'''

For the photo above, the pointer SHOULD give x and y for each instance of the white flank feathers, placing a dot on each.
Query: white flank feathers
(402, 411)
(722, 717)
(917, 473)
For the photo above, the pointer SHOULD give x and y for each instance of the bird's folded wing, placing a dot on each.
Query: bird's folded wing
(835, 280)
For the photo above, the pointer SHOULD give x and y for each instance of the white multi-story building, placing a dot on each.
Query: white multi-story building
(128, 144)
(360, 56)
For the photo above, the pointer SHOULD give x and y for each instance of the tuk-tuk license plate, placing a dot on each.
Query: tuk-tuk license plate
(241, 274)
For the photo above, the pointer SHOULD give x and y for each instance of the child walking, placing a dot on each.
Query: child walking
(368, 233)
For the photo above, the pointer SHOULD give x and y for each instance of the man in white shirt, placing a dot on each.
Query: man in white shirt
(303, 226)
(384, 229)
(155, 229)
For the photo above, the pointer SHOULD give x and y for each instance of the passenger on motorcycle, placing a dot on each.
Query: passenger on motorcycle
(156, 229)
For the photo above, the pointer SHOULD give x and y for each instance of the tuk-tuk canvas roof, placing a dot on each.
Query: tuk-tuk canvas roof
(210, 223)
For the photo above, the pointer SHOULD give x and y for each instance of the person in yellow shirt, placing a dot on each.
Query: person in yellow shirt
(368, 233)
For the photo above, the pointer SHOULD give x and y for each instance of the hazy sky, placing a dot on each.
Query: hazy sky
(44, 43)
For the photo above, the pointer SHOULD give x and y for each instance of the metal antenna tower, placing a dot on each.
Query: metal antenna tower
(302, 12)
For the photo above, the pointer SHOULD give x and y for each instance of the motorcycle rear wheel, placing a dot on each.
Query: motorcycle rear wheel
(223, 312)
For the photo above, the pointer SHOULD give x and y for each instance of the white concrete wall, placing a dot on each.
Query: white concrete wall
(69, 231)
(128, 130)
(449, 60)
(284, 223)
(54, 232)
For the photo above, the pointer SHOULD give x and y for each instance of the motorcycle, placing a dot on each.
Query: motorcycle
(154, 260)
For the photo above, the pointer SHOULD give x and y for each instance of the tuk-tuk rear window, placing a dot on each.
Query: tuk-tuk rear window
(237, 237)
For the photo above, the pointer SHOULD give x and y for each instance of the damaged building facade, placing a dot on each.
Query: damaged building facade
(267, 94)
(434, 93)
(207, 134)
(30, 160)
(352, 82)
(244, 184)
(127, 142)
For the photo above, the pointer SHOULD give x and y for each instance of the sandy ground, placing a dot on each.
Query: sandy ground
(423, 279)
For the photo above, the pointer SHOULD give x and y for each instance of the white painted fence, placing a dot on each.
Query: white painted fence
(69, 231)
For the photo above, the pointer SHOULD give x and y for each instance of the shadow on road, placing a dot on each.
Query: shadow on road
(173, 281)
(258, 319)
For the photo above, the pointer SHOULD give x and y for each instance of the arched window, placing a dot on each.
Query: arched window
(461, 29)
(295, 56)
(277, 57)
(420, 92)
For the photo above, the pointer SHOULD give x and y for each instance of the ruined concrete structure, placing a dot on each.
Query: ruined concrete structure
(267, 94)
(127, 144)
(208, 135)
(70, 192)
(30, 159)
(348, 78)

'''

◆ **GOAL**
Write out every line of the records exactly.

◆ **SOLUTION TO THIS EXERCISE**
For the photo above, the pointer SHOULD give x and y for each instance of the white flank feathers, placing a dot on each.
Query: white flank feathers
(402, 411)
(722, 717)
(917, 473)
For the photo above, the pointer SHOULD give x and y for each instance of the bird's folded wing, placing a dot on each.
Query: bird's folded wing
(835, 280)
For the photo above, the pointer SHOULD give x and y for each instance of the white multi-story building, placing a dot on each.
Query: white multi-story building
(128, 144)
(360, 56)
For the photo above, the pointer SHOULD give x and y for each instance of the tuk-tuk license plate, placing a dot on each.
Query: tuk-tuk license plate
(241, 274)
For the photo above, the pointer SHOULD give x and y for each instance of the child walking, placing a dot on each.
Query: child walking
(368, 233)
For the photo above, the pointer SHOULD give x and y for each instance of the man in white shirt, placing a dot on each.
Query: man in white shirt
(303, 226)
(384, 229)
(155, 229)
For the photo above, the pointer SHOULD give x and y for each instance of the passenger on motorcycle, placing a dot on each.
Query: passenger on motorcycle
(156, 229)
For the photo above, the pointer SHOULD give x and y for each instance of the tuk-tuk canvas roof, placing a dot on each.
Query: tuk-tuk canvas roof
(210, 223)
For the photo above, the pointer SHOULD give x and y for each instance of the person in yellow shirt, placing a dot on each.
Query: person in yellow shirt
(368, 233)
For the photo above, the pointer SHOULD give x and y for each instance of the hazy sky, placing a dot on each.
Query: hazy sky
(44, 43)
For the photo above, the pointer SHOULD give x and y for each instance of the metal antenna tower, placing a dot on each.
Query: metal antenna tower
(302, 12)
For the photo above, the pointer SHOULD give x and y for each instance of the motorcycle rear wheel, placing a dot on each.
Query: motorcycle rear wheel
(223, 312)
For the photo above, the pointer SHOULD give x and y for each instance of the white concrete wall, placing a dot on each.
Query: white concrete wall
(69, 231)
(128, 130)
(449, 60)
(284, 223)
(54, 232)
For the photo above, the pointer SHOULD give x and y for each instance of the motorcycle, placing a dot on each.
Query: motorcycle
(154, 260)
For the photo above, the pointer SHOULD give x and y for each instance of the tuk-tuk rear window, placing a dot on each.
Query: tuk-tuk rear window
(237, 237)
For the photo above, the pointer SHOULD give x and y for each instance of the damaged building facade, placing a dot on each.
Query: damaged building facade
(267, 94)
(434, 93)
(207, 134)
(30, 160)
(352, 82)
(244, 184)
(127, 142)
For the photo above, the pointer SHOULD give x and y for each instance of the sandy ground, placing a dot on each.
Query: sandy ground
(423, 279)
For the photo above, the pointer SHOULD give x and y for each instance of the white painted fence, placing a dot on each.
Query: white painted fence
(69, 231)
For the photo above, the pointer SHOULD give x and y for each instance of the shadow on road, placing a dot on each.
Query: shadow on road
(173, 281)
(258, 319)
For the photo above, the pointer SHOULD give x and y for each instance of the arched window, placing a dot on each.
Query: arched window
(461, 29)
(295, 56)
(277, 57)
(420, 92)
For the photo above, the pointer SHOULD give x and y for each instance of the ruined concrete structure, placing a dot on each.
Query: ruined concrete structure
(267, 94)
(127, 144)
(208, 135)
(70, 192)
(30, 159)
(348, 78)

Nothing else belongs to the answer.